▶ **YOUR TASK**:
Print what the records say exactly, and omit the pictures.

(Region pointing data)
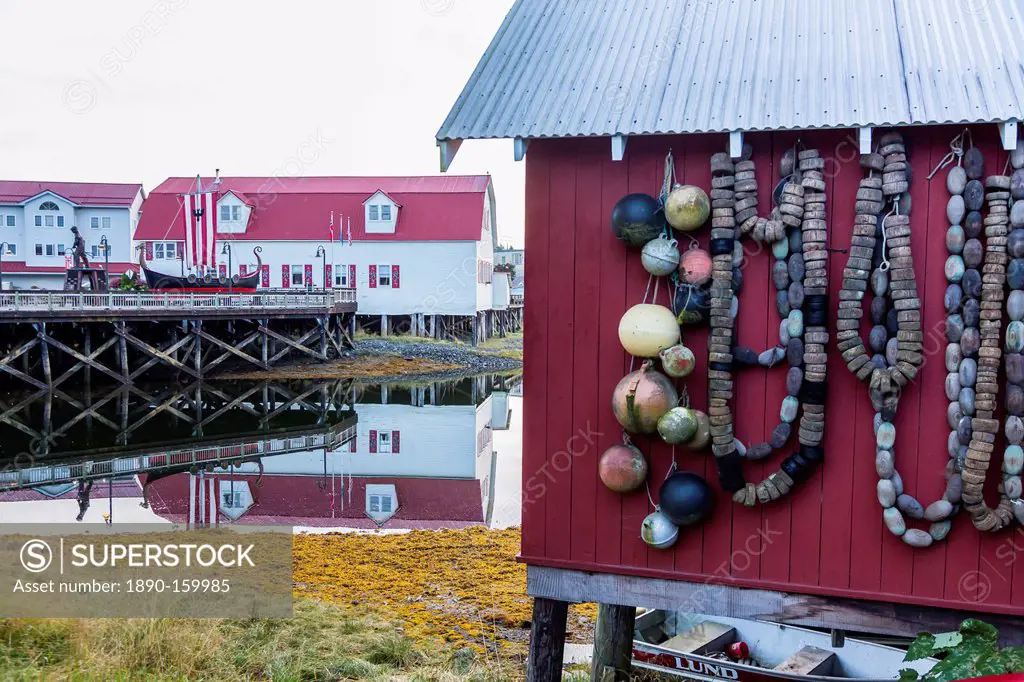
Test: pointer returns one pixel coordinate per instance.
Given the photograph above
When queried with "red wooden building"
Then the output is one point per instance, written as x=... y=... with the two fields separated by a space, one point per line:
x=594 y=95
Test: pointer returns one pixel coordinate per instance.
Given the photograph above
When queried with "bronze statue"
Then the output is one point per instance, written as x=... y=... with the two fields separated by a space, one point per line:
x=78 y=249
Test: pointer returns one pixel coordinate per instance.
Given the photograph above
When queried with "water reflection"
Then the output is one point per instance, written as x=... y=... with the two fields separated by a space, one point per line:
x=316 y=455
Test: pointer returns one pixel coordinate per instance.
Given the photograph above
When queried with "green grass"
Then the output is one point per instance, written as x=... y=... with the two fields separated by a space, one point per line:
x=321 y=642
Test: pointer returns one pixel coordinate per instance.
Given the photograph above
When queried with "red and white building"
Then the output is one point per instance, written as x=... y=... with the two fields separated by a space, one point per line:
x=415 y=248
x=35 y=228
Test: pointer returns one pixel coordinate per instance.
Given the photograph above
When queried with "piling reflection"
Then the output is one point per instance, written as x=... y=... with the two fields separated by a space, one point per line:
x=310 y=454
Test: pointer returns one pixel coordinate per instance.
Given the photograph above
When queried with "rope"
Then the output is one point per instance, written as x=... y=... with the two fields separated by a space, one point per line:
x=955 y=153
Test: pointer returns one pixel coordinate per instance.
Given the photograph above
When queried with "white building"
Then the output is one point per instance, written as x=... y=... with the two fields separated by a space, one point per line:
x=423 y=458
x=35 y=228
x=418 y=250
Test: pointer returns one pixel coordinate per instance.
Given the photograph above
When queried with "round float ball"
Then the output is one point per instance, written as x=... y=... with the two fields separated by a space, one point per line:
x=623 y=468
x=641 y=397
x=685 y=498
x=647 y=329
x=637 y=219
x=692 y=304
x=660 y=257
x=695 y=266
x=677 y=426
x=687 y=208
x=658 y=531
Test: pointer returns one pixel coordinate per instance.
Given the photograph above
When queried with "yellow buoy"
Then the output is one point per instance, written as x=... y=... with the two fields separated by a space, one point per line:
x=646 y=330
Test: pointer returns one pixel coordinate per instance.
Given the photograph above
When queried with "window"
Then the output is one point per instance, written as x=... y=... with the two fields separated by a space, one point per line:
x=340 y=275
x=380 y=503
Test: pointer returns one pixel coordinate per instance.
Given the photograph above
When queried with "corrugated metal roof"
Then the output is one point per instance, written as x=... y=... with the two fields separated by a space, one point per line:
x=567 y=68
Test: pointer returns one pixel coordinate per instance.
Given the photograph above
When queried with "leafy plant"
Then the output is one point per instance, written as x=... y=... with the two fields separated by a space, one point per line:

▶ **SOLUTION FOR THIS EXERCISE**:
Test: pointer returns one pixel coordinate per instance.
Given the photograph above
When queried with "red wooden building"
Then the output is one point per instance, written as x=... y=... with the two fields separated by a space, one point per line:
x=594 y=95
Test: pointer returns one pixel coordinate per instance.
Given the photograph above
When queried with "bronze statue"
Then the output is one point per instance, written as x=... y=... with the two fields separated by a space, one point per line:
x=78 y=249
Test: pointer returns one pixel coordinate per instance.
Given the photograph above
When queried with "water reflection"
Then the output is one point per instance, written as x=... y=... with the two fields separated by a space, one point per line:
x=316 y=455
Test: pointer returns one pixel coordinate per instance.
Given the photograph above
When queried with "green grass"
Then the output is one point per instance, written as x=... y=... with the two fields separated by a space, one point per line:
x=321 y=642
Test: pointer returns one pixel coordinate per instance.
Given the photograph above
When queried with "red and white building"
Then the output is one point per instance, written as x=... y=... with the two fields separated by a space, one point per line:
x=415 y=248
x=35 y=228
Test: pointer returns one pixel coordinate per instance.
Given the photograph above
When queried with "piling reflection"
Then the output is one point per instance, written as x=... y=... with the two fields separated by a space, one point per line:
x=310 y=454
Test: pointer returns one pixel coordinate per instance.
Given the photograph above
When queried with "rope"
Then the output is one point per instance, written as x=... y=... with the two fields separated by a space, one point per line:
x=955 y=153
Test: pointer returns one pixel coordinate per instance.
Given the photograph above
When queried with "white building"
Then the output is one point per instance, written as x=... y=... with the two fields separated by a space, one point per line:
x=423 y=458
x=35 y=228
x=418 y=250
Test: pointer returns one pixel coordinate per instance.
Given the photograph above
When queried with "round float ball"
Then the output is one point per instance, written as x=... y=... with the two fields separated by a space, one point per line:
x=623 y=468
x=641 y=397
x=685 y=498
x=647 y=329
x=637 y=219
x=692 y=304
x=660 y=257
x=695 y=266
x=677 y=426
x=687 y=208
x=658 y=531
Test: pointer returns one pixel coordinate per instance.
Given the photograph above
When queried with "yellow buoy"
Then the output is one point per instance, written as x=... y=... with the two fields separated by a space, one point per line:
x=646 y=330
Test: pointer returns one pixel coordinate per instance.
Given the photograph above
When queried with "window"
Then the output is one point per instance, written as x=... y=... with the two fields separated by a space, one point per line:
x=340 y=275
x=380 y=503
Test: pointer returns one pixel coordinate per instance.
Given the photograph above
When queried with "corrugated metal roof"
Then the output is one point per instance, written as x=... y=... with the two fields separated by a space, one point per line:
x=567 y=68
Test: pointer returns one pixel coordinate per instance.
Given the photograph above
When queried with "leafy plant"
Then the output is one point per instance, written as x=... y=... with the two fields separated by a space, one point per line:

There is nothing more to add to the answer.